YOUR INSTRUCTIONS — Convert the data from the line containing "Using the specimen image, mark the tree with" through the line containing "[225,280,283,291]", both included, into a JSON list of strings with one string per line and no blank lines. Leave the pictures out of the answer.

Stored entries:
>> BEGIN

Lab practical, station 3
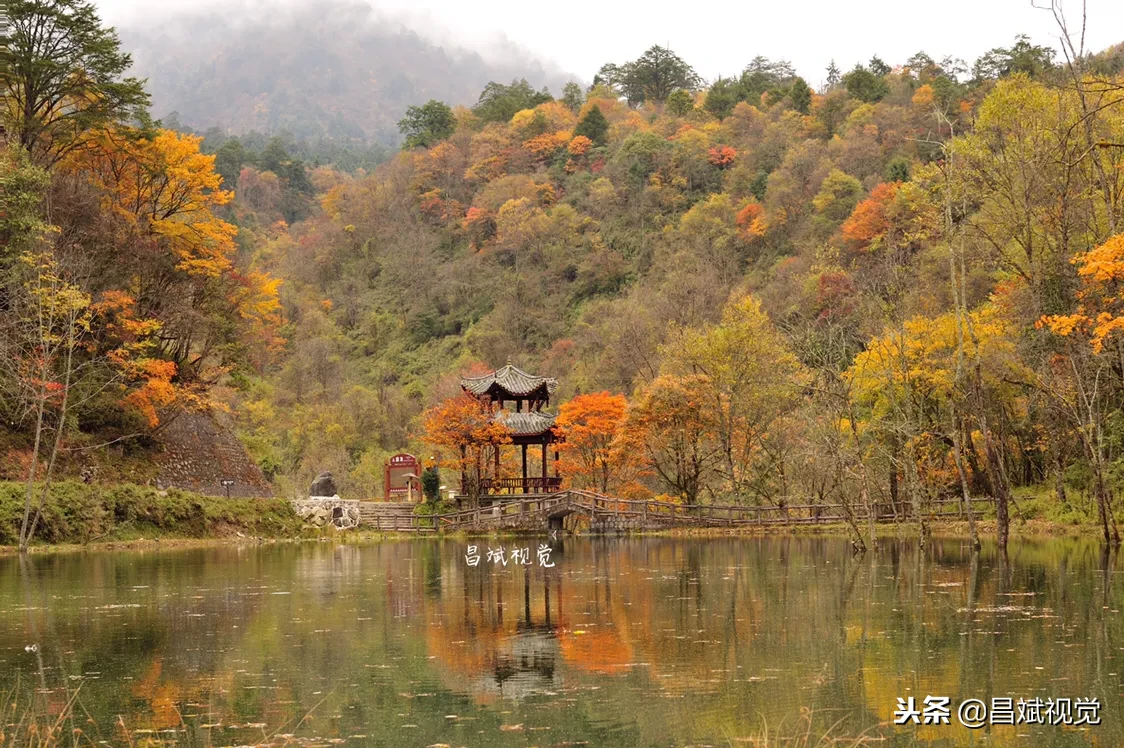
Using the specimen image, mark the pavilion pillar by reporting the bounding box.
[492,444,499,492]
[542,442,550,493]
[523,444,527,494]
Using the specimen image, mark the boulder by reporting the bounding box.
[308,471,336,496]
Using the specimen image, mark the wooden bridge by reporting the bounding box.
[364,489,990,532]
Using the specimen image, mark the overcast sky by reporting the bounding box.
[94,0,1124,84]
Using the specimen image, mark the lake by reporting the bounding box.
[0,538,1124,746]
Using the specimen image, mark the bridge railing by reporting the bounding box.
[480,476,562,496]
[427,489,991,528]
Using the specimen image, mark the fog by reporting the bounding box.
[97,0,1124,85]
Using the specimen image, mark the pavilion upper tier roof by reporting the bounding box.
[496,411,558,436]
[461,363,559,399]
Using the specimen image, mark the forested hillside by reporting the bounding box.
[0,0,1124,548]
[121,0,570,144]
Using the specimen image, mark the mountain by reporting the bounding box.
[119,0,573,144]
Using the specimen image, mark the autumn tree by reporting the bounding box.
[663,296,800,503]
[422,393,511,498]
[64,129,280,382]
[625,373,723,505]
[0,0,148,168]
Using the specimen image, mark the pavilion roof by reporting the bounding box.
[496,411,558,436]
[461,363,559,399]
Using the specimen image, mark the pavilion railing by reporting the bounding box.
[480,476,562,496]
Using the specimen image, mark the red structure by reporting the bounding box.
[461,363,562,494]
[383,452,422,502]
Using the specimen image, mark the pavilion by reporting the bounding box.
[461,363,562,494]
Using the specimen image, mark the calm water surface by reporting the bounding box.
[0,538,1124,746]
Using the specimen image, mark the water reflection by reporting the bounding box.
[0,538,1124,746]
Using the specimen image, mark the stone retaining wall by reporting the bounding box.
[156,413,273,498]
[292,496,360,530]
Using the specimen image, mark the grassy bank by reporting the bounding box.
[0,481,301,546]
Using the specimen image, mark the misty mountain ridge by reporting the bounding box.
[119,0,574,144]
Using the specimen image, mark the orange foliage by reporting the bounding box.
[707,145,737,169]
[841,182,901,249]
[523,132,570,161]
[556,393,628,494]
[66,130,237,278]
[422,393,511,494]
[913,83,934,107]
[1037,234,1124,353]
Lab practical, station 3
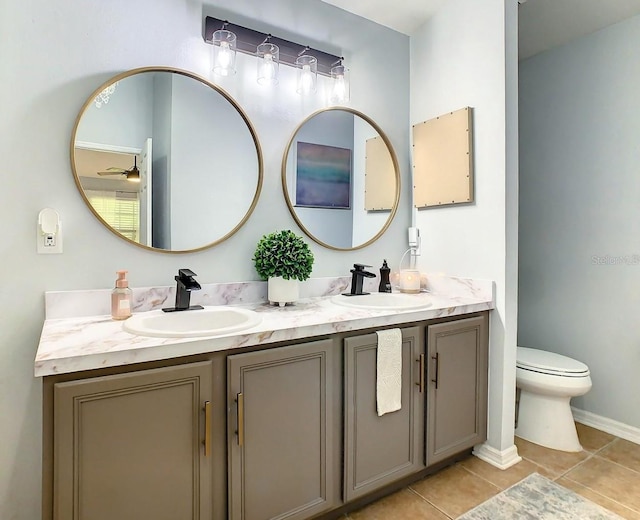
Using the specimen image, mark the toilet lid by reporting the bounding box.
[516,347,589,377]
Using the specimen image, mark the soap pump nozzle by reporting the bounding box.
[378,258,391,292]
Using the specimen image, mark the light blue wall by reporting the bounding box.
[0,0,410,520]
[518,16,640,428]
[411,0,518,456]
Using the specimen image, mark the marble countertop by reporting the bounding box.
[35,278,495,377]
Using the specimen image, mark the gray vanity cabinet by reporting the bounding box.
[426,315,488,465]
[53,361,215,520]
[344,327,425,502]
[227,339,340,520]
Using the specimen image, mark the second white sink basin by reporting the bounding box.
[122,306,262,338]
[331,293,431,311]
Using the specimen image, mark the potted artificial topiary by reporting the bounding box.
[253,229,313,307]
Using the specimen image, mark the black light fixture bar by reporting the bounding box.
[204,16,342,76]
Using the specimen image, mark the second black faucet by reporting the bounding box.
[162,269,203,312]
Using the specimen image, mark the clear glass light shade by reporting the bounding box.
[256,42,280,85]
[296,54,318,96]
[329,65,350,104]
[212,29,236,76]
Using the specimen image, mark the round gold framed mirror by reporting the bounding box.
[282,107,400,251]
[71,67,263,253]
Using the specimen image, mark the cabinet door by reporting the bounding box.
[54,362,212,520]
[344,327,424,501]
[227,340,337,520]
[426,316,488,465]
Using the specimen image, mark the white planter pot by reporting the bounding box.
[267,276,300,307]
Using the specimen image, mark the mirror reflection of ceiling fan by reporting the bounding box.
[97,155,140,182]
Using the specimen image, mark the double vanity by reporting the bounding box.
[45,59,494,520]
[35,277,494,520]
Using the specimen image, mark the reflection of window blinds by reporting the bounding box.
[85,190,140,242]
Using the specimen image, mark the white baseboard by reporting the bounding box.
[571,406,640,444]
[473,442,522,469]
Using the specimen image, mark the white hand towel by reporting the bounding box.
[376,329,402,416]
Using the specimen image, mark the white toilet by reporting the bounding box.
[516,347,591,451]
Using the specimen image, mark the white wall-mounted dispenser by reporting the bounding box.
[36,208,62,254]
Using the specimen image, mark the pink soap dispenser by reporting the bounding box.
[111,271,133,320]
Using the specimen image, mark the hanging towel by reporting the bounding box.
[376,329,402,416]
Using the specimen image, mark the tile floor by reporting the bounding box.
[344,424,640,520]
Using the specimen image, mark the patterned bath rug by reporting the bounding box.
[458,473,622,520]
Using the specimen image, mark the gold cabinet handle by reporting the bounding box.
[236,392,244,446]
[203,401,211,457]
[416,354,424,393]
[431,352,440,390]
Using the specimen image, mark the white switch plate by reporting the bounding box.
[408,227,420,256]
[36,226,62,255]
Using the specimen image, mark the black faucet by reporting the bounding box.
[162,269,203,312]
[342,264,376,296]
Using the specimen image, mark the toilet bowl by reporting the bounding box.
[516,347,592,452]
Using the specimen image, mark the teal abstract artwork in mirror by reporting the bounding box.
[282,107,400,250]
[296,141,351,209]
[71,68,262,252]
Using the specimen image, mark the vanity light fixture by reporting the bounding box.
[204,16,349,95]
[211,22,236,76]
[256,34,280,85]
[296,53,318,96]
[329,58,350,105]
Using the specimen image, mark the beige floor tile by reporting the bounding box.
[349,489,449,520]
[515,437,589,478]
[576,423,615,453]
[460,456,554,489]
[556,477,640,520]
[598,439,640,472]
[411,465,500,518]
[565,455,640,511]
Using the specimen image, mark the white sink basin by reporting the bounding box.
[331,293,431,311]
[122,306,262,338]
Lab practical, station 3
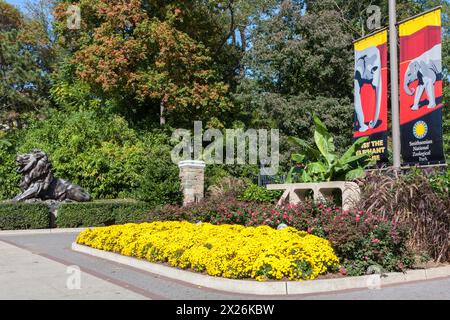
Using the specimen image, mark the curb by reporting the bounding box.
[72,242,450,295]
[0,228,88,236]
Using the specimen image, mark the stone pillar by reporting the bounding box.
[178,160,205,206]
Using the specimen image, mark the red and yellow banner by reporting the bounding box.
[399,9,444,165]
[353,30,388,162]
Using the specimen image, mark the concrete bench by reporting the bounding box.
[267,181,361,211]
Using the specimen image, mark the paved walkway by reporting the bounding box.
[0,241,145,300]
[0,233,450,300]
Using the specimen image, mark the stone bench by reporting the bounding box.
[267,181,361,211]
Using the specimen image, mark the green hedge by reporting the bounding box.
[56,200,153,228]
[0,203,50,230]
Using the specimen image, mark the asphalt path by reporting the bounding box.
[0,233,450,300]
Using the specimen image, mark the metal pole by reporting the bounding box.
[389,0,401,170]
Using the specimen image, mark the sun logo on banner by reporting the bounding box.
[413,121,428,140]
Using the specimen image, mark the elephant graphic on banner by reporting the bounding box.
[355,47,382,132]
[403,44,442,111]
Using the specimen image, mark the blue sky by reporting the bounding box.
[6,0,25,8]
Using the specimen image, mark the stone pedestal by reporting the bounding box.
[178,160,205,206]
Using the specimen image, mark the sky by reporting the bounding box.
[6,0,25,8]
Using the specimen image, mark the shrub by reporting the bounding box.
[152,198,413,275]
[208,177,248,198]
[239,184,283,203]
[19,110,148,198]
[56,200,151,228]
[0,108,182,206]
[360,170,450,262]
[131,130,183,207]
[0,203,50,230]
[77,222,339,281]
[0,131,20,200]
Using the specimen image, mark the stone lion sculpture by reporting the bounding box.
[13,149,91,202]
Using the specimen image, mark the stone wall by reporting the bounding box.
[178,160,205,205]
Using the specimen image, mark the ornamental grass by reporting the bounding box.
[77,221,339,281]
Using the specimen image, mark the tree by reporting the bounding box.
[52,0,236,124]
[0,0,57,115]
[237,1,353,155]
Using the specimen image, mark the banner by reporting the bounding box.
[353,30,388,164]
[400,9,445,165]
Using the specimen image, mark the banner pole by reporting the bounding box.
[389,0,401,170]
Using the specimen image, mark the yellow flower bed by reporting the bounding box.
[77,221,339,281]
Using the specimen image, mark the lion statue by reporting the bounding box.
[13,149,91,202]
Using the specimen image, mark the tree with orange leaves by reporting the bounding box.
[55,0,230,124]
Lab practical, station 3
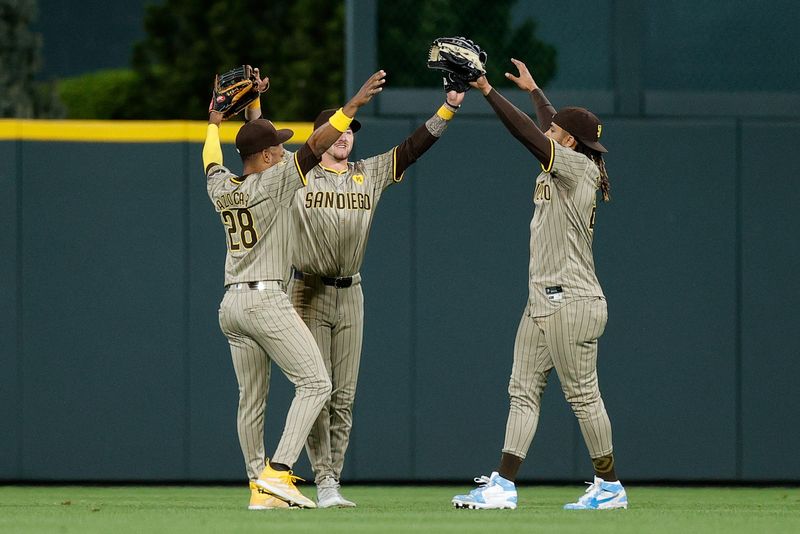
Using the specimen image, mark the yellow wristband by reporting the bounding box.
[203,124,222,172]
[436,104,456,121]
[328,108,353,132]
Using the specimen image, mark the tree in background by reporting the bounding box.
[378,0,556,87]
[0,0,59,118]
[119,0,344,120]
[54,0,556,121]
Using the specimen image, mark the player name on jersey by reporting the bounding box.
[305,191,372,210]
[214,191,250,211]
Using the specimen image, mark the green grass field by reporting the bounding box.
[0,485,800,534]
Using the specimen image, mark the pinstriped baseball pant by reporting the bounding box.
[503,298,612,458]
[219,287,331,480]
[289,277,364,483]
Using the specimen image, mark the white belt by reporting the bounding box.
[225,280,283,291]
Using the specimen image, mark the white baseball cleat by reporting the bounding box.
[317,477,356,508]
[453,471,517,510]
[564,477,628,510]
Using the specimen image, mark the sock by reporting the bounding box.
[497,452,525,482]
[592,453,619,482]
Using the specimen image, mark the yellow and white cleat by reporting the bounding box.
[247,480,292,510]
[255,461,317,508]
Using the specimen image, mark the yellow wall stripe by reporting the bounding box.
[0,119,314,145]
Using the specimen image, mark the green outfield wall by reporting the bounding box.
[0,109,800,481]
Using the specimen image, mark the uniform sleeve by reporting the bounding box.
[363,147,403,192]
[206,165,234,206]
[542,139,590,189]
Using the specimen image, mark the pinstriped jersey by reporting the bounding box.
[292,148,403,276]
[207,151,304,285]
[528,140,603,317]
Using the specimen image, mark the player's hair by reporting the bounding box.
[575,143,611,202]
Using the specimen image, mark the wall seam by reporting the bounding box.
[734,118,744,480]
[183,143,192,479]
[408,118,425,479]
[15,141,25,479]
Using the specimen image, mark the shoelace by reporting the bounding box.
[279,471,306,486]
[578,482,600,503]
[473,475,492,488]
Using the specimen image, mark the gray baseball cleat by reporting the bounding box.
[317,477,356,508]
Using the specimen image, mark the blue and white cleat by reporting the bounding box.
[564,477,628,510]
[453,471,517,510]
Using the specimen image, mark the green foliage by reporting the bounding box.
[126,0,344,120]
[0,0,42,118]
[57,69,139,120]
[378,0,556,87]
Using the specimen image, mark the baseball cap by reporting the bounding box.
[553,107,608,152]
[236,119,294,156]
[314,109,361,133]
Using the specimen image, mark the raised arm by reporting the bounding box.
[295,70,386,176]
[506,57,556,132]
[244,67,269,122]
[470,76,553,165]
[395,91,464,176]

>> END

THE COMPLETED TASK —
[
  "Using the specimen image, mark the tree with orange leaves by reporting the bounding box.",
  "[55,0,230,124]",
  "Lab practical, station 3",
  "Using the specimen image, mark the yellow wristband by reporting the bounding box.",
  "[203,124,222,172]",
  "[436,104,456,121]",
  "[328,108,353,132]",
  "Using the specimen image, mark the tree in background by reporting the bounding box.",
  "[378,0,556,87]",
  "[0,0,59,118]",
  "[119,0,344,120]",
  "[54,0,556,121]",
  "Using the specimen image, mark the player name on jersey by reporting the bounding box.",
  "[305,191,372,210]",
  "[214,191,250,211]",
  "Using the specimen image, mark the green grass field by reporting the bounding box.",
  "[0,485,800,534]",
  "Using the specimen image, mark the pinstriped baseball pant by reporting the bounding box.",
  "[503,298,612,458]",
  "[219,287,331,480]",
  "[289,277,364,483]",
  "Using the specimen image, mark the white belt by reporting the bounding box.",
  "[225,280,283,291]"
]